* **Work to complete**: Copy every row below character for character, adding nothing and leaving nothing out.

* **Data lines**:

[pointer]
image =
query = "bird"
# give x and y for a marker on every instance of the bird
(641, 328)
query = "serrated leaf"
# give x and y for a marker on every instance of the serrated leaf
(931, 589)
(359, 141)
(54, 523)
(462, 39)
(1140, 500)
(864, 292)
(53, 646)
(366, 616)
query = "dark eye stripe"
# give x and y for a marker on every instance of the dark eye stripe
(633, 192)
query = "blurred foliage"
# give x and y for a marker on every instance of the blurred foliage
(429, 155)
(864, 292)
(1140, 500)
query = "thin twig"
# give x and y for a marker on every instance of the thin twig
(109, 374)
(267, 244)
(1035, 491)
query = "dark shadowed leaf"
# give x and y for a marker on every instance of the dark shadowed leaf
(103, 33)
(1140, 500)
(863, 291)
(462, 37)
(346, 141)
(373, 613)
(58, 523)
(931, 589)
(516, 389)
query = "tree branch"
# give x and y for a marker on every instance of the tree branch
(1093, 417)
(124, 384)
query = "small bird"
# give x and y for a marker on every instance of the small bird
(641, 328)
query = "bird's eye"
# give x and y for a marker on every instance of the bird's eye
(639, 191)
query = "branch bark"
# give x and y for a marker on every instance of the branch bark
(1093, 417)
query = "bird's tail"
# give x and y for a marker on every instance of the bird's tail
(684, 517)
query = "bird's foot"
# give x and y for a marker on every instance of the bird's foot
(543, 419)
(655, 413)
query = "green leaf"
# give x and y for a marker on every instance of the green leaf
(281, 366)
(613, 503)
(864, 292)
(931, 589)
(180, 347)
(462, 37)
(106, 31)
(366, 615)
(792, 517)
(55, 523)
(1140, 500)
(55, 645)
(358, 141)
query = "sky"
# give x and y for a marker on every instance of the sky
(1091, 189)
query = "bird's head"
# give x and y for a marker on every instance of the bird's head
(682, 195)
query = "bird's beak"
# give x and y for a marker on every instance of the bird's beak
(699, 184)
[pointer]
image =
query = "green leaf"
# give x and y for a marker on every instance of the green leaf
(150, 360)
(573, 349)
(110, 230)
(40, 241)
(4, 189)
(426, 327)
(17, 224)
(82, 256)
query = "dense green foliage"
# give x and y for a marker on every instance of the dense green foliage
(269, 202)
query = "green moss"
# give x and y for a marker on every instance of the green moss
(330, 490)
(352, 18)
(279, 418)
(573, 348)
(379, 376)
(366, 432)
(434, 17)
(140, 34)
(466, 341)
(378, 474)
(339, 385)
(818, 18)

* **Solution for this task**:
[pointer]
image =
query = "bird"
# give x and y for a marker on every instance of the bird
(641, 328)
query = "serrated leaf"
# give x and y for a marker on every instance of the serrated leaf
(931, 589)
(359, 141)
(54, 523)
(462, 39)
(1140, 500)
(864, 292)
(53, 646)
(366, 616)
query = "dark eye stripe"
# give x and y for a marker on every instance of the dark eye stripe
(633, 192)
query = "blurred foliage"
# give x and y for a marker on every instance of the blurred foliage
(429, 155)
(864, 292)
(1140, 500)
query = "thin twig"
# give x and y for a marker on every instance of the thin twig
(109, 374)
(267, 244)
(1035, 491)
query = "dark shadowed leaf"
# give x and y for a marker on every instance of the dark shadowed leaf
(103, 33)
(1140, 500)
(863, 291)
(462, 37)
(346, 141)
(373, 613)
(58, 523)
(931, 589)
(516, 389)
query = "tree branch"
# give x and y for a marker on every instance of the tree branch
(1093, 417)
(124, 384)
query = "small bird"
# give x and y for a marker on every instance of the small bird
(641, 328)
query = "bird's eye"
# give x and y for a marker on every instance of the bird's eye
(639, 191)
query = "branch bark"
# give x and y for a marker on every instance of the branch bark
(1093, 417)
query = "bird's tail"
# give x and y for a marker on every instance of the bird's tail
(684, 517)
query = "bird's foot"
# give x and y for a marker on every instance of the bird's foot
(543, 419)
(655, 413)
query = "green leaf"
# give x and y for a marker on every instance of the green leaf
(281, 366)
(613, 503)
(864, 292)
(931, 589)
(180, 347)
(462, 37)
(106, 31)
(366, 615)
(792, 517)
(55, 523)
(1140, 500)
(55, 645)
(358, 141)
query = "sky"
# give x and y for a marker on every instance of the sky
(1091, 189)
query = "bird's head"
# give x and y for a marker on every instance of the bird's head
(682, 195)
query = "bird's beak"
# give x and y for a marker on every instance of the bird's beak
(699, 184)
[pointer]
image =
query = "green leaf"
# give x and y for a marker on every instance of the green leaf
(150, 360)
(573, 349)
(110, 230)
(40, 241)
(4, 189)
(426, 327)
(17, 224)
(82, 256)
query = "dense green foliage"
# give x and y for a marker on every instance of the dense green foliage
(269, 202)
query = "green moss"
# give x and y for a marker on every instance of the green moss
(330, 490)
(352, 18)
(279, 418)
(573, 348)
(379, 376)
(366, 432)
(434, 17)
(140, 34)
(466, 341)
(378, 474)
(339, 385)
(818, 18)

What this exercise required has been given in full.